FRAGMENTO DADO:
----

Después de la apasionante exposición de la expansión con mayor o menor recorrido de monasterios jerónimos en tierras de Portugal, Francia e Italia, volvemos a la Corona de Castilla para considerar el momento clave de la incorporación del monasterio de Santa María de Guadalupe a la naciente Orden de San Jerónimo en 1389.
Como ya dijimos, este hito marca
el comienzo de una nueva fase en el desarrollo de los monasterios jerónimos
castellanos, que se extiende hasta 1414, año que se puede considerar de
fundación de la Orden de San Jerónimo, por medio de la bula Licet exigente, que convirtió a este
grupo de monasterios con ciertos vínculos entre sí en una orden centralizada y
exenta de la autoridad de los ordinarios diocesanos.
“La entrega del monasterio de Guadalupe en 1389 a los
jerónimos supondría un antes y un después en la trayectoria de la Orden
Jerónima, que pasó de custodiar un puñado de cenobios rurales a regentar un
pujante santuario de patronazgo real que además era foco de multitudinarias
peregrinaciones” (Ángel Fuentes Ortiz, p. 44). El monasterio de Guadalupe
habría de convertirse no sólo en el experimento más exitoso de la recién creada
Orden, sino también en el priorato más rico de toda Castilla (Llopis, 2008:
32). Sería imposible entender la evolución de los jerónimos sin profundizar en
el cambio de paradigma que constituyó la experiencia monástica guadalupense.
Pongamos la cuestión en su contexto más amplio: En el
último tercio del siglo XIV, Don Juan Serrano y otros personajes eclesiásticos, queriendo seguir el
deseo de reforma de la vida monástica manifestado por el rey Juan I de Castilla,
deseaban crear focos de espiritualidad monástica con medios de vida asegurados
para que la preocupación por el sustento cotidiano no impidiera una dedicación
total al desarrollo del culto divino y a los fines propios de los monjes. El
santuario de Guadalupe era una potencia económica, tanto agrícola como
ganadera, y un centro de piedad mariana muy extendido. Lo propusieron en
Lupiana a los jerónimos que, en principio, se resistieron a aceptar, porque su
vocación era la soledad y a este santuario concurría todo el mundo (Sánchez
Herrero, p. 74). Según Rubio (1926, p. 68), el cronista fray Gabriel de
Talavera señaló que los jerónimos de Lupiana sintieron “que su instituto se
conservaba mejor en la soledad, apartados del bullicio y trato que en
Guadalupe, donde por la comunidad de los muchos peregrinos, se avia de
inquietar sus sosiego” (Talavera, 1597, 28r). Pero finalmente, y pese a la resistencia inicial y a la
turbación de los frailes, el monarca vio cumplidos sus deseos: los jerónimos
aceptaron Guadalupe. “El 22 de
octubre de 1389 Fernando Yáñez de Figueroa (Fernándiañez
en las crónicas) llegaba hasta las puertas de Guadalupe acompañado por 31
monjes del recién erigido monasterio de San Bartolomé de Lupiana (Rambla, 2016:
63).

----

TAREA PROPUESTA A:
En el fragmento sobre el monasterio de Guadalupe, ¿qué día llegó Fernando Yáñez de Figueroa a las puertas de Guadalupe?
TAREA PROPUESTA B:
Sigue escribiendo el fragmento sobre el monasterio de Guadalupe a partir de su última frase.
Los datos no cuentan para nada aquí.

DATOS PROPORCIONADOS:
----

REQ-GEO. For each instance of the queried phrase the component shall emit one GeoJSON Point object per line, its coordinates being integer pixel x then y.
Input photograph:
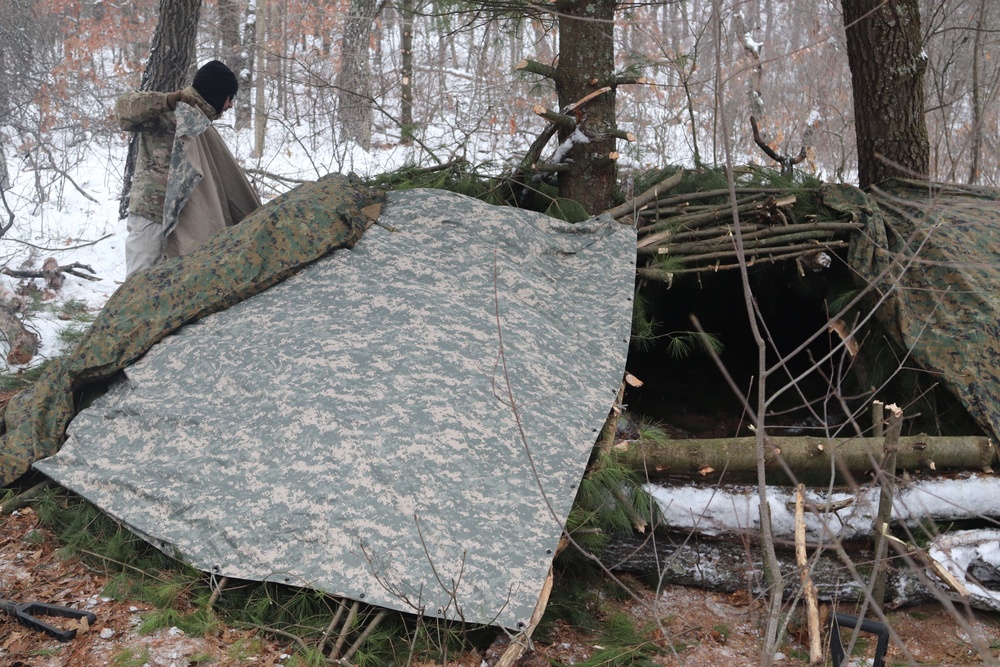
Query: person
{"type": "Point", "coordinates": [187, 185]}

----

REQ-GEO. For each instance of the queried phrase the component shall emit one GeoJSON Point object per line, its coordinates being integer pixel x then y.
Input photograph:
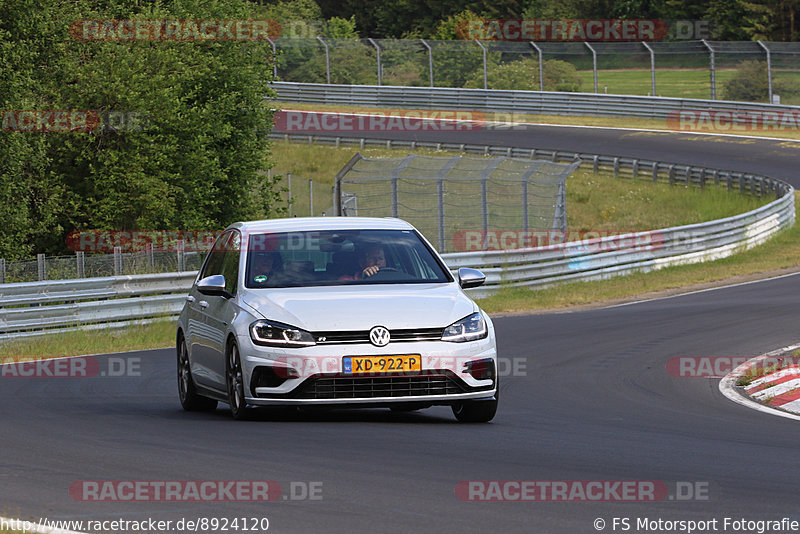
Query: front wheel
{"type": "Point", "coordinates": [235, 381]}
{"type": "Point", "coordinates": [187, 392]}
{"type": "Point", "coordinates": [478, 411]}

----

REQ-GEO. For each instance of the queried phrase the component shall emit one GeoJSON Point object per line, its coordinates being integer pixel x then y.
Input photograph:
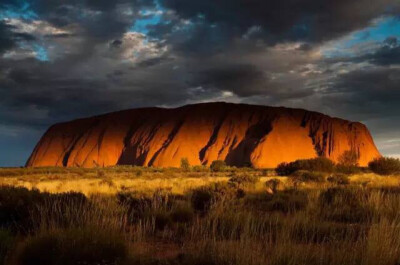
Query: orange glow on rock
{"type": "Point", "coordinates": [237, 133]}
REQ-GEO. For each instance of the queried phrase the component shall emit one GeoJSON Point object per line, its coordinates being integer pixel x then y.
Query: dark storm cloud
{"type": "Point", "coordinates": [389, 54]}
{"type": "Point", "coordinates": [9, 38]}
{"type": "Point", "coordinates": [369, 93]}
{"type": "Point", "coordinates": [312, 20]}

----

RESPUESTA DEL EJERCICIO A:
El 22 de octubre de 1389.

RESPUESTA DEL EJERCICIO B:
Para el Dr. Enrique Llopis, la
aceptación de Guadalupe “sugiere que en los dirigentes jerónimos acabó pesando
más su interés por mantener, aumentar y consolidar unas relaciones
privilegiadas con la corona castellana y por aprovechar una espléndida
oportunidad de encumbramiento económico y social que el apego a sus ideales
espirituales. Aceptar la gestión material y religiosa del santuario de
Guadalupe implicaría, de hecho, la renuncia al aislamiento, al silencio, a la
dedicación íntegra al rezo del oficio divino, a la austeridad. Asumir tal
cometido sugiere que sus ideales espirituales no eran demasiado sólidos y que
otros objetivos más terrenales resultaron más determinantes en la toma de
decisiones fundamentales, al menos en la de los rectores de esta joven orden.
Quizá la relativa debilidad y el insuficiente apego al ideario religioso
obedezca en parte a la heterogeneidad del grupo de eremitas que fundaron el
monasterio de Lupiana en 1373” (p. 38-39). A la misma conclusión había llegado
Ruiz Hernando en 1994 al tratar sobre la entrega a los jerónimos del monasterio
de Santa Catalina de Talavera en 1398; y Highfield
explica también el caso de San Jerónimo de Buenavista, en Sevilla: Juan
Martínez tenía un hijo, Diego, que era monje en Guadalupe. Erigió este
monasterio a las afueras de Sevilla para que su hijo fuera prior aquí y
estuviera cerca de su familia. La OSH, tras pensarlo, accedió (p. 528).
Como vemos, los autores consideran de
manera unánime que la potencia de Guadalupe produjo un cambio radical en la naciente
orden jerónima: un “dilema desgarrador”, en palabras de Enrique Llopis; una
“encrucijada”, según Ángel Fuentes Ortiz, que
condujo, afirma, a una “reinvención de la orden”. Le citamos textualmente: “los
jerónimos pasaban así de ser un grupo semidesconocido a situarse en el foco de
atención de la sociedad castellana (p. 46).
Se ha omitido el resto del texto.